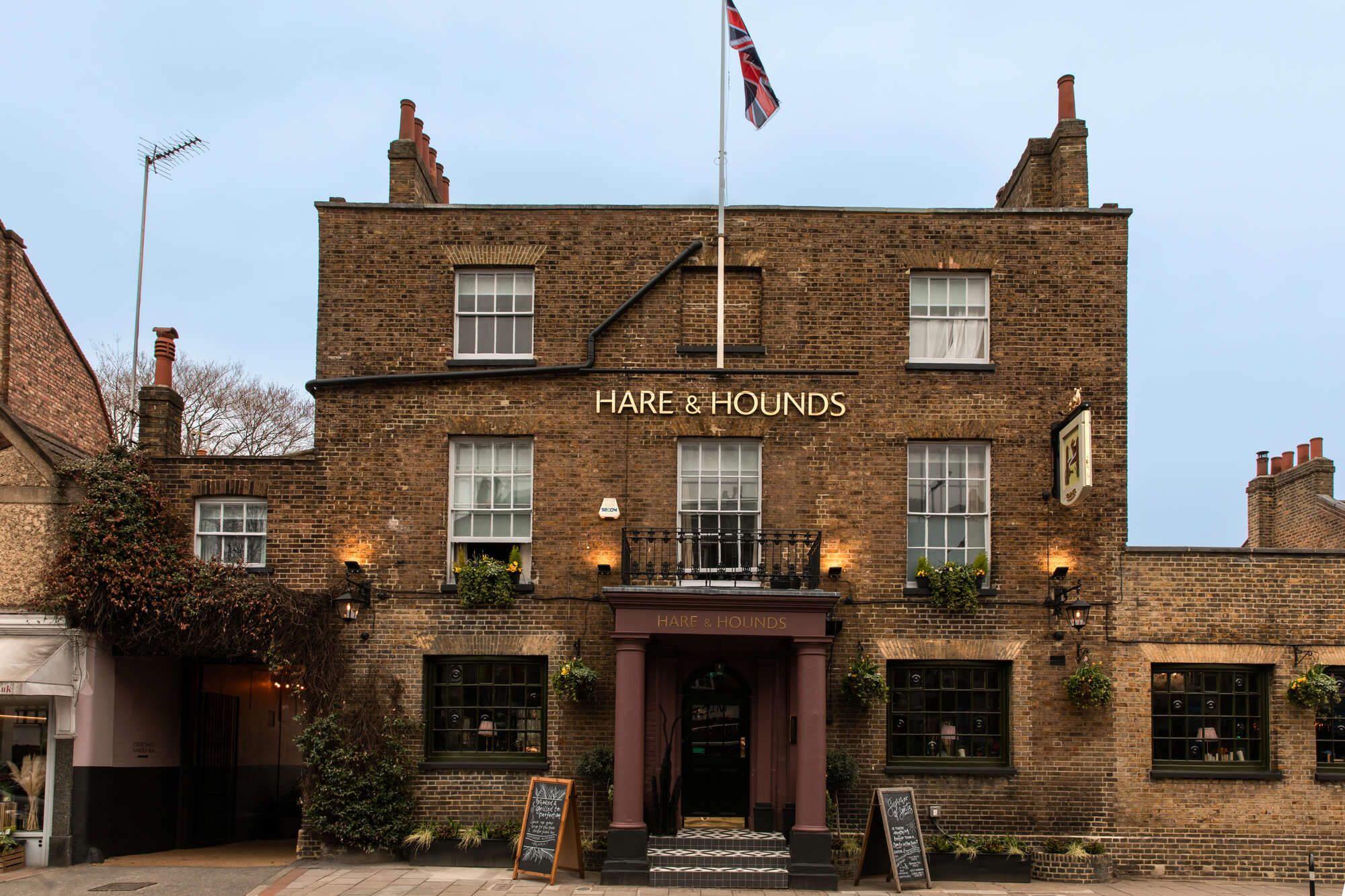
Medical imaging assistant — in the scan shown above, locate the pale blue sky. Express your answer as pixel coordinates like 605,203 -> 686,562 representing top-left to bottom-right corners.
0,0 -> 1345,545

---

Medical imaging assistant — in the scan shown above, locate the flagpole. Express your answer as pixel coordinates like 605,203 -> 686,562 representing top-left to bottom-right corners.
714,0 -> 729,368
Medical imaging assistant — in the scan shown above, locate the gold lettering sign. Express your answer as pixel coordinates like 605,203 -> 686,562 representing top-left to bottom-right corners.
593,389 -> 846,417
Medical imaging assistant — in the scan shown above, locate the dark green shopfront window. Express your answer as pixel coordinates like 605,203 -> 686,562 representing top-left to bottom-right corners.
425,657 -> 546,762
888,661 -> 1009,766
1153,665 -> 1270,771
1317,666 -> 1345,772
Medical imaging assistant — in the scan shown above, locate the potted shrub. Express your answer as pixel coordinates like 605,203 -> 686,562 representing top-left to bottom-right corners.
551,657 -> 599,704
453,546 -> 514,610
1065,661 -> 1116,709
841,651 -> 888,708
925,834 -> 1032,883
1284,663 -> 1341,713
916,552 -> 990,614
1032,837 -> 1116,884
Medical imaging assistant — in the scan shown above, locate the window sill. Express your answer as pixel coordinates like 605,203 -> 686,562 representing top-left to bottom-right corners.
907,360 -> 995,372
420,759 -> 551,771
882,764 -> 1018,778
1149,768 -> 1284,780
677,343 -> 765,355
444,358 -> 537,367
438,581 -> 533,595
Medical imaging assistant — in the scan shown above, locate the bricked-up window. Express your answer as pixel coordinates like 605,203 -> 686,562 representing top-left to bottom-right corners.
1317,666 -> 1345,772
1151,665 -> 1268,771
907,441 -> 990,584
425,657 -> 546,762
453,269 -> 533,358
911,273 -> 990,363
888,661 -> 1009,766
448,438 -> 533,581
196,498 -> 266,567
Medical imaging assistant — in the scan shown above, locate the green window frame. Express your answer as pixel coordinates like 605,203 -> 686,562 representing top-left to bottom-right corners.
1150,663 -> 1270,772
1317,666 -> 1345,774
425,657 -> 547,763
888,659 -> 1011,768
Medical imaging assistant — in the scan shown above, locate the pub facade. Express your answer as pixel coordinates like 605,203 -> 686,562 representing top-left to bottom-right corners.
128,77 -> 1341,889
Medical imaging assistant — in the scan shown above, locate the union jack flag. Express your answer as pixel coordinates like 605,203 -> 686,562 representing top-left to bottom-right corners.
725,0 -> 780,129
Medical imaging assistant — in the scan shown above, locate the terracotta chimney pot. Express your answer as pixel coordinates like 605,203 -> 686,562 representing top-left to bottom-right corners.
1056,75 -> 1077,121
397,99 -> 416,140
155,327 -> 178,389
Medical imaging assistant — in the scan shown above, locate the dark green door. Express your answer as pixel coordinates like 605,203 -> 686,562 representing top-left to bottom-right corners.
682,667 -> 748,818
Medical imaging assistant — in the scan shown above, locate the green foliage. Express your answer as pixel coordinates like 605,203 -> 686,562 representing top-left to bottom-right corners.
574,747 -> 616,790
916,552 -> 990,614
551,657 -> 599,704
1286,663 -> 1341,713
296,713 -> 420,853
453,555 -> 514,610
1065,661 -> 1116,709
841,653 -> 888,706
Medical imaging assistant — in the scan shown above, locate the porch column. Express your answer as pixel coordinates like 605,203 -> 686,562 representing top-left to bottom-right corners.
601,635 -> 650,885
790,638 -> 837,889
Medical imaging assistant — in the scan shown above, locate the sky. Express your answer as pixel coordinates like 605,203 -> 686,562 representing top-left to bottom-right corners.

__Given exercise__
Update the data beginning at the line that contains "locate the potted" and stopping after the line that contains "1032,837 -> 1116,884", replacing "shrub" with "plant" and leaving everything else unchanged. Return only those lines.

__Solution for this exercise__
Medical imaging assistant — in the scan shown above, locate the potted plant. Express your answer as pixel coordinates like 605,203 -> 686,562 representing top-left to bottom-right corners.
551,657 -> 599,704
453,546 -> 514,610
1065,661 -> 1116,709
841,651 -> 888,708
925,834 -> 1032,883
1284,663 -> 1341,713
916,552 -> 990,614
1032,837 -> 1116,884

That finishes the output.